● **DOCUMENT SOURCE**:
━━━━━━━━

Dans les structures de l'autodefense et de l'immigration clandestine 

La création de la Misguéret et l’activité du Mossad au Maroc 1955-1964

Une nouvelle phase du rassemblement des exilés

Eliezer Shohani

Eliezer Shoshani est né en 1905, en Russie, et a immigré en Erets-Israël avec ses parents en 1912. La famille s'est installée à Tel-Aviv, et Eliezer a été élève du gymnase Herzliya. En 1917, les autorités turques ont exilé la famille a Ségéra (A) où elle a vécu un an et demi. En 1927, Eliezer a fait partie du groupe fondateur de Kfar Yéhochoua où il a fait connaissance de Dévora, la première jardinière d'enfants du village, devenue par la suite sa femme.

En 1937, après avoir tenté de vivre à Hadéra et à Ganégar, le couple s'est transféré à Guevat. Eliezer fut nommé commandant (B) de la région et responsable des cachettes d'armes de son kibboutz et de la Hagana.

Le service de renseignements de la Hagana le chargea de centraliser les informations dans la région nord du pays. En 1944, il devint trésorier du Palma'h, et en 1945, lorsque les trois mouvements clandestins se fondirent, il fut nommé trésorier du Mouvement de rébellion.

Après la fondation de l'Etat d'Israël, le Palma'h fut démantelé et Eliezer retourna à son kibboutz, mais pour peu de temps. En effet, il fut envoyé en Italie, comme Trésorier "du bureau des acquisitions" d’armes. En 1950-1951, lors de la scission du mouvement Hakibboutz  hameou'had, Eliezer se joignit avec sa famille aux fondateurs du kibboutz Yifat, et en 1956, il devint secrétaire du l'houdh akibboutzim véhakvoutzot.

━━━━━━━━

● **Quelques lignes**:
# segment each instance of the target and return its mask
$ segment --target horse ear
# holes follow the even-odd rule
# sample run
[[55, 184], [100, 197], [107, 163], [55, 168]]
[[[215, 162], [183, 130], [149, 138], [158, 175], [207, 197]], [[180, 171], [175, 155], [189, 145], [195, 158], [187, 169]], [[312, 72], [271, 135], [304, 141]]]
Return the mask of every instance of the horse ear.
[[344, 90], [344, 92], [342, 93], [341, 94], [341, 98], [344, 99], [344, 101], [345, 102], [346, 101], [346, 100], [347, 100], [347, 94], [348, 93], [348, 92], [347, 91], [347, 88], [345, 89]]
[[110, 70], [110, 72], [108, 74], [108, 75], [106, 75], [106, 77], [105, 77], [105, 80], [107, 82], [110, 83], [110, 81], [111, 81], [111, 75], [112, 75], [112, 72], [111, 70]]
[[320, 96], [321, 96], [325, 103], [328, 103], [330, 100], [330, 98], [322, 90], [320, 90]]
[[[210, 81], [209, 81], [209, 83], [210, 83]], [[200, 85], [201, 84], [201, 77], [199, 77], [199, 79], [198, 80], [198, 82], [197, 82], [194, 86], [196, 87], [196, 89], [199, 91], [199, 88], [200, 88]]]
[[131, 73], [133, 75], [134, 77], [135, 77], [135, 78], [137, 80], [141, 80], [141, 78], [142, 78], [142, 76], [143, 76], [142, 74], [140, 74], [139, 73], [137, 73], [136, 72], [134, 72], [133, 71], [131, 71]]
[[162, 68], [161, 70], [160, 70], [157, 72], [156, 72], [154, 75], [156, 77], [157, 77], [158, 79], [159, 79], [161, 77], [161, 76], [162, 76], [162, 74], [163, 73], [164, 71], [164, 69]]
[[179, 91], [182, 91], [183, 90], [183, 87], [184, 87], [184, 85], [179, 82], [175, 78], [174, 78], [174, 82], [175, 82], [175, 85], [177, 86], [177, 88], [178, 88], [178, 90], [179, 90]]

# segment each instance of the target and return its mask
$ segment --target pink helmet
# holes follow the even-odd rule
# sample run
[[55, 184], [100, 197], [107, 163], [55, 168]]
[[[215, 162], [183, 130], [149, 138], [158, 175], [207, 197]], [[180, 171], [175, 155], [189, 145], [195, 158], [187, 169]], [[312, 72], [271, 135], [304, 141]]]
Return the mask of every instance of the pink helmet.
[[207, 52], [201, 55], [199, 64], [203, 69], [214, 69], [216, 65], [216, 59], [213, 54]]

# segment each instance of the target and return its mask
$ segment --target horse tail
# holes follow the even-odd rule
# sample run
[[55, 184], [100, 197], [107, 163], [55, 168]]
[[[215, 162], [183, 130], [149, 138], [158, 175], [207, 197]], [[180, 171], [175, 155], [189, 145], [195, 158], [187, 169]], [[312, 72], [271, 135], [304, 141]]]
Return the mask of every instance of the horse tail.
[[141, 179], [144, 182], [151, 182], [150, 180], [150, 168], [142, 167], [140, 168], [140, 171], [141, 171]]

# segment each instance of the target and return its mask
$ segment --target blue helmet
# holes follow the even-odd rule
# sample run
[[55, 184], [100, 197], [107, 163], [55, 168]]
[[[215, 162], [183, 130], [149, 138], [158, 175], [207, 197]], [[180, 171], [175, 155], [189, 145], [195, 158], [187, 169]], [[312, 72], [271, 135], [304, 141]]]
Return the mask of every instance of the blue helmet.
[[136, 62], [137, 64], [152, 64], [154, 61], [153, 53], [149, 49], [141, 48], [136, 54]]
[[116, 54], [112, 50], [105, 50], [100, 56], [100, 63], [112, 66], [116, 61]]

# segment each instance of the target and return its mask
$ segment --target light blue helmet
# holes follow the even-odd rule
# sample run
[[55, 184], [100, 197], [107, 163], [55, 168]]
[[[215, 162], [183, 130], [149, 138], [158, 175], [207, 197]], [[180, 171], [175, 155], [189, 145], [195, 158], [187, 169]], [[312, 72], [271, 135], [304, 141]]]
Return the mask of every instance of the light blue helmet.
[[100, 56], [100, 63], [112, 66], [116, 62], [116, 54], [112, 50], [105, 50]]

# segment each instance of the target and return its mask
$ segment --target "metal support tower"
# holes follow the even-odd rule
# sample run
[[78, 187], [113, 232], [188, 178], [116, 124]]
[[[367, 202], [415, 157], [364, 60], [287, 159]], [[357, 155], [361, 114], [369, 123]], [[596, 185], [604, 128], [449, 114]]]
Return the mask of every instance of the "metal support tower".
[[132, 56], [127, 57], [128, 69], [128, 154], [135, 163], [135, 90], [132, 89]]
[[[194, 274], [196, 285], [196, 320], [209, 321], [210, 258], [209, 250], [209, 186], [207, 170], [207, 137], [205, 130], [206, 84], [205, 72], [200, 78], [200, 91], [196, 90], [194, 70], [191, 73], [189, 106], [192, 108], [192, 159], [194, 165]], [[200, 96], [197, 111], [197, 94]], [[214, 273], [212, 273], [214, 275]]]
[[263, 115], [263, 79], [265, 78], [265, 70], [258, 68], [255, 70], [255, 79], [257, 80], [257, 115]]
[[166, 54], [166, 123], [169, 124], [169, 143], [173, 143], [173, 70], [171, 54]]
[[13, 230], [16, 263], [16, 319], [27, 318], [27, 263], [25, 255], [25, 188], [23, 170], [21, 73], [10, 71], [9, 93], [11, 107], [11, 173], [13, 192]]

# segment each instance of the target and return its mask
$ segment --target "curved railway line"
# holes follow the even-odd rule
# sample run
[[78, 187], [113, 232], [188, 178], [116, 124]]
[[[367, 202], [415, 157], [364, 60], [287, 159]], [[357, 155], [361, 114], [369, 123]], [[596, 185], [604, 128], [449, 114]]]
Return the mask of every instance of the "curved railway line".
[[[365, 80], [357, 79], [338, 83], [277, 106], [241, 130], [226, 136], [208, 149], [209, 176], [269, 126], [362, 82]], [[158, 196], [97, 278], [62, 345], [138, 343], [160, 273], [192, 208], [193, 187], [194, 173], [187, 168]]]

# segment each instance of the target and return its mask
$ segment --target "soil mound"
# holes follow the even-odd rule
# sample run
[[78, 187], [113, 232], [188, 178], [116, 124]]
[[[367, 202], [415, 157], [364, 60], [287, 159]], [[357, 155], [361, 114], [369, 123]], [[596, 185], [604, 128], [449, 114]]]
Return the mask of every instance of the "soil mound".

━━━━━━━━

● **TRAVAIL À FAIRE**:
**A)** Reproduisez fidèlement le passage du document source qui va de « Le service de » à « l'houdh akibboutzim véhakvoutzot. ».
**B)** Reprenez la biographie d'Eliezer Shoshani juste après sa dernière phrase et poursuivez-la.

● **EXERCICES CORRIGÉS**:
**A)**
Le service de renseignements de la Hagana le chargea de centraliser les informations dans la région nord du pays. En 1944, il devint trésorier du Palma'h, et en 1945, lorsque les trois mouvements clandestins se fondirent, il fut nommé trésorier du Mouvement de rébellion.

Après la fondation de l'Etat d'Israël, le Palma'h fut démantelé et Eliezer retourna à son kibboutz, mais pour peu de temps. En effet, il fut envoyé en Italie, comme Trésorier "du bureau des acquisitions" d’armes. En 1950-1951, lors de la scission du mouvement Hakibboutz  hameou'had, Eliezer se joignit avec sa famille aux fondateurs du kibboutz Yifat, et en 1956, il devint secrétaire du l'houdh akibboutzim véhakvoutzot.

**B)**
En 1961, après le naufrage du Pisces-Egoz, Eliezer fut nommé par Ben-Gourion "commission d'enquête d'un seul membre". Après avoir passé trois semaines en France, il présenta ses conclusions à Ben-Gourion.

En 1964, le Mossad l'envoya en France où il rassembla tout le matériel concernant l'immigration clandestine des Juifs du Maroc en Israël. Il le tria, le résuma, y ajouta ses propres observations et publia, avec l'aide du Mossad, un mémorandum auquel il donna le titre de" Neuf ans sur deux mille". Pendant de longues années, ce texte est resté confidentiel / top-secret, et Eliezer n'a pas eu la joie de voir son texte mis à la disposition du public.

En 1967, Eliezer a été nommé secrétaire du mouvement kibboutzique et plus tard élu secrétaire général et rédacteur du journal du kibboutz yifat. Eliezer est décédé en 1987 le jour de ses quatre-vingt deux ans.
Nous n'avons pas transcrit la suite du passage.